#### Problem details
Reproduce the stretch of rows below from the line containing "Where can the ancient stone" through the end of the rows, both ends included, with the requests kept as they stand and every point coordinate in the answers multiplied by 1.25 and rounded to the nearest whole number, halves rounded up. Omit the picture markers from your output.

[Image location labeling rows]
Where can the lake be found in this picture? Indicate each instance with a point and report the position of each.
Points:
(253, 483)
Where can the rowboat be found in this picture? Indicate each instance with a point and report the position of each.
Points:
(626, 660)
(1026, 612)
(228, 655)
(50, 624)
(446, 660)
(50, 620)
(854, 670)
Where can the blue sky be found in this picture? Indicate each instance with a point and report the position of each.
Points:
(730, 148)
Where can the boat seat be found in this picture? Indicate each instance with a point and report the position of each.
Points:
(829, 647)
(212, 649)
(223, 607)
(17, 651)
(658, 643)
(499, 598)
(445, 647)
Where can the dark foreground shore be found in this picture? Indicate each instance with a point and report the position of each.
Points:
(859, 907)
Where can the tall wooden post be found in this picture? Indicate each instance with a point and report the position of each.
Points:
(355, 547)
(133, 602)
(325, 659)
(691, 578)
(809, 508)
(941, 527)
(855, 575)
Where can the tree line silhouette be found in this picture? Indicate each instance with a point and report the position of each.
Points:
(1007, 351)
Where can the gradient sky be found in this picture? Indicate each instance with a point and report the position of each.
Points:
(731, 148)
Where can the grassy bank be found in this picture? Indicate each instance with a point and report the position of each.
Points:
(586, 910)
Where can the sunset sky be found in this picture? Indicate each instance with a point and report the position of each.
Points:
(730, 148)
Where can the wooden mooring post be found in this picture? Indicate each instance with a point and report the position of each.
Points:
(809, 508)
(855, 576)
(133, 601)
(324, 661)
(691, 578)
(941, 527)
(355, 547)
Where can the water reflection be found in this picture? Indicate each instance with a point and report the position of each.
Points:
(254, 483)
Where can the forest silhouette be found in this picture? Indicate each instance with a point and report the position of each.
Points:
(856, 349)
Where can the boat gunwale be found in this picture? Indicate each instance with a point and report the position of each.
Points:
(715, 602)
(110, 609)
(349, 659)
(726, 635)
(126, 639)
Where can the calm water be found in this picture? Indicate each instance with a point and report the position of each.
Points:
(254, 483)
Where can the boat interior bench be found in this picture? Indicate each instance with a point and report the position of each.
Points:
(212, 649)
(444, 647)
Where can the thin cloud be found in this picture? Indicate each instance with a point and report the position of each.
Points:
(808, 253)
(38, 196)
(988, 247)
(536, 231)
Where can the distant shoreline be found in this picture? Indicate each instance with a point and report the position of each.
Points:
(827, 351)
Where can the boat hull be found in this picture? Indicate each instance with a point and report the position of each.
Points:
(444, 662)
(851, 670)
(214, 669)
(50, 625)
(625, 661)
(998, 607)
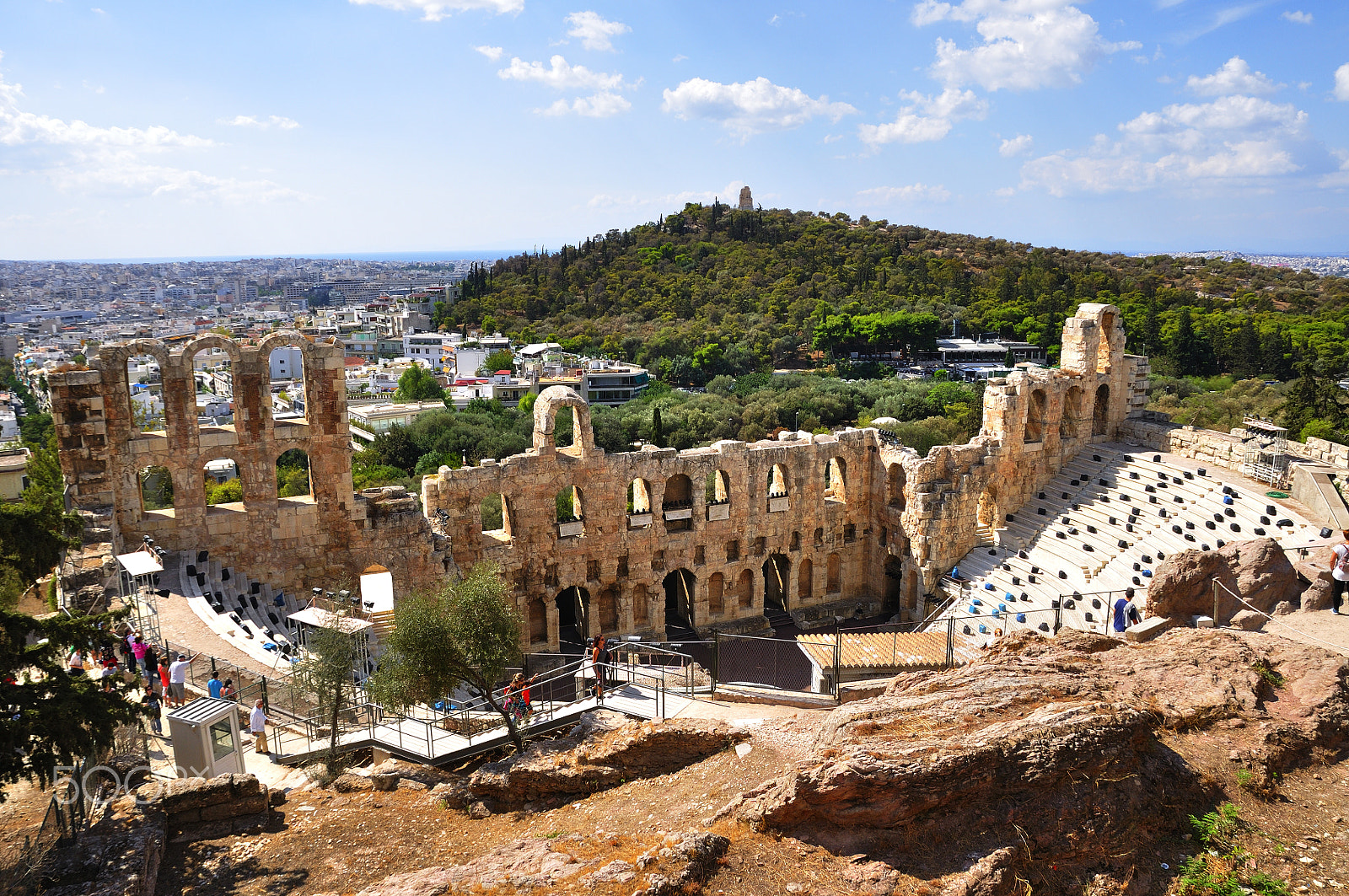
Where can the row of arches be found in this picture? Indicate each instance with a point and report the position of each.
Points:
(222, 483)
(726, 594)
(1074, 422)
(676, 510)
(200, 385)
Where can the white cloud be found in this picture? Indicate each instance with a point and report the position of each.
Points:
(1238, 138)
(600, 105)
(76, 155)
(560, 76)
(438, 10)
(1027, 44)
(595, 31)
(1233, 78)
(1342, 83)
(750, 107)
(923, 119)
(910, 193)
(270, 121)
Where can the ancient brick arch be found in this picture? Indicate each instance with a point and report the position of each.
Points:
(546, 420)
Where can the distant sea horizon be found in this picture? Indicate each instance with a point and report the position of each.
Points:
(449, 255)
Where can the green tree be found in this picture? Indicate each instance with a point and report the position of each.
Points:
(325, 671)
(418, 384)
(462, 636)
(51, 718)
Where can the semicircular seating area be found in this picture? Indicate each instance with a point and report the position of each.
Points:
(249, 614)
(1097, 530)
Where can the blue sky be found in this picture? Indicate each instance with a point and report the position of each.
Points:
(265, 128)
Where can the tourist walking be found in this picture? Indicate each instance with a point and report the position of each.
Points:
(1339, 572)
(258, 727)
(179, 679)
(1126, 614)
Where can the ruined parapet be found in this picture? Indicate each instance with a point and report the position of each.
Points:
(288, 541)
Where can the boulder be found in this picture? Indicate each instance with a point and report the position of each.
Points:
(595, 756)
(1258, 570)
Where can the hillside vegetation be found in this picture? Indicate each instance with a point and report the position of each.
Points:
(708, 290)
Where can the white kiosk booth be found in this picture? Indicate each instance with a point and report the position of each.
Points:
(206, 738)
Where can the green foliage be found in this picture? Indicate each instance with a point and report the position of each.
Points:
(463, 635)
(418, 384)
(226, 491)
(327, 673)
(1221, 868)
(53, 718)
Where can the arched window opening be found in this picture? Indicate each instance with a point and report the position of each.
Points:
(572, 605)
(777, 574)
(717, 594)
(678, 503)
(745, 590)
(641, 606)
(222, 483)
(609, 610)
(146, 393)
(564, 428)
(836, 485)
(988, 509)
(638, 503)
(494, 513)
(287, 374)
(717, 496)
(570, 512)
(1070, 426)
(1101, 412)
(1035, 417)
(895, 482)
(213, 381)
(777, 496)
(293, 475)
(1104, 346)
(537, 621)
(155, 489)
(679, 599)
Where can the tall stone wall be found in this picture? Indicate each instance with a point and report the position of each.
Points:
(880, 525)
(289, 541)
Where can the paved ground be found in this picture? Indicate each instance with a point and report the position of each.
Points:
(180, 625)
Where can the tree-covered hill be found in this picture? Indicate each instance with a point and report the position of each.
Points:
(712, 290)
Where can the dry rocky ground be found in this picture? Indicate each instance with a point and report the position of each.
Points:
(1054, 765)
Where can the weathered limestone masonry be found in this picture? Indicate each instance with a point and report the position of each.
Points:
(290, 543)
(1035, 421)
(807, 523)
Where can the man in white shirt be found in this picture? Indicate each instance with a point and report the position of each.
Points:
(256, 727)
(179, 679)
(1339, 572)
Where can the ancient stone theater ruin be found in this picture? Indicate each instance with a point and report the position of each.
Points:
(712, 539)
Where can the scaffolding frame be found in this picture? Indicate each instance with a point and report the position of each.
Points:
(1266, 456)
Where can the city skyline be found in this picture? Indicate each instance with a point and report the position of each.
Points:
(454, 127)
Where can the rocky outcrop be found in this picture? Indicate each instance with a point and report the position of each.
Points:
(1258, 570)
(668, 866)
(1056, 741)
(595, 756)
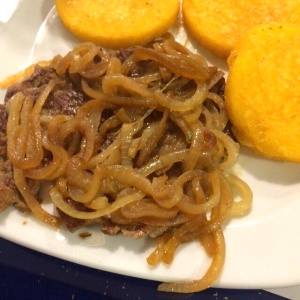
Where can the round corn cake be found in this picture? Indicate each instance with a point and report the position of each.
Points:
(262, 94)
(219, 24)
(117, 24)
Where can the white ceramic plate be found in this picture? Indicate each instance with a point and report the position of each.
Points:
(262, 248)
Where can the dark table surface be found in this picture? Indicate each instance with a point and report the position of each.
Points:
(27, 274)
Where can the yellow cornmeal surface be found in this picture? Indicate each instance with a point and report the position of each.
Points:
(219, 24)
(262, 93)
(116, 23)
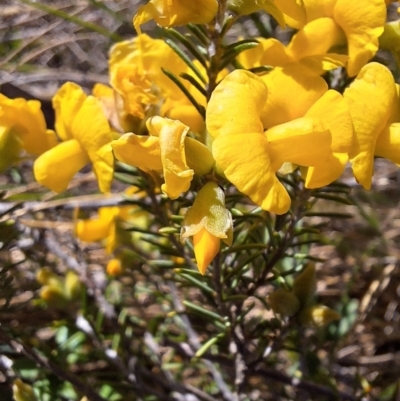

#### Solution to this problem
Where can the ancient stone theater ruin be found in this picture? Indicate each instance with a point and report the position of each.
Points:
(890, 674)
Where can the scaffolding frame be found in this picture? Indicate each instance with a point and report the position of each.
Points:
(1583, 570)
Where can the city skyline be found in this picture? Indicate each instance with a point and report the position of each.
Points:
(568, 159)
Where can the rocky outcrop be found in this picture? Indicate each instance with a point and report the position of each.
Points:
(1573, 713)
(835, 1083)
(1320, 926)
(744, 945)
Where can the round corn cake be found in this picture? Indicate each instance with a point and report the position of each.
Points:
(328, 118)
(274, 30)
(146, 30)
Where can the white ceramic plate be found in this picture? Indicate each instance with a point and report the position of each.
Points:
(328, 310)
Where can the dark table surface be found in this picture? Indicate each instance with a point and report the position of each.
Points:
(34, 343)
Where can the yellow cornmeal surface be found in this picture? Indicate each instance with a point and report the position of each.
Points:
(274, 30)
(328, 116)
(145, 29)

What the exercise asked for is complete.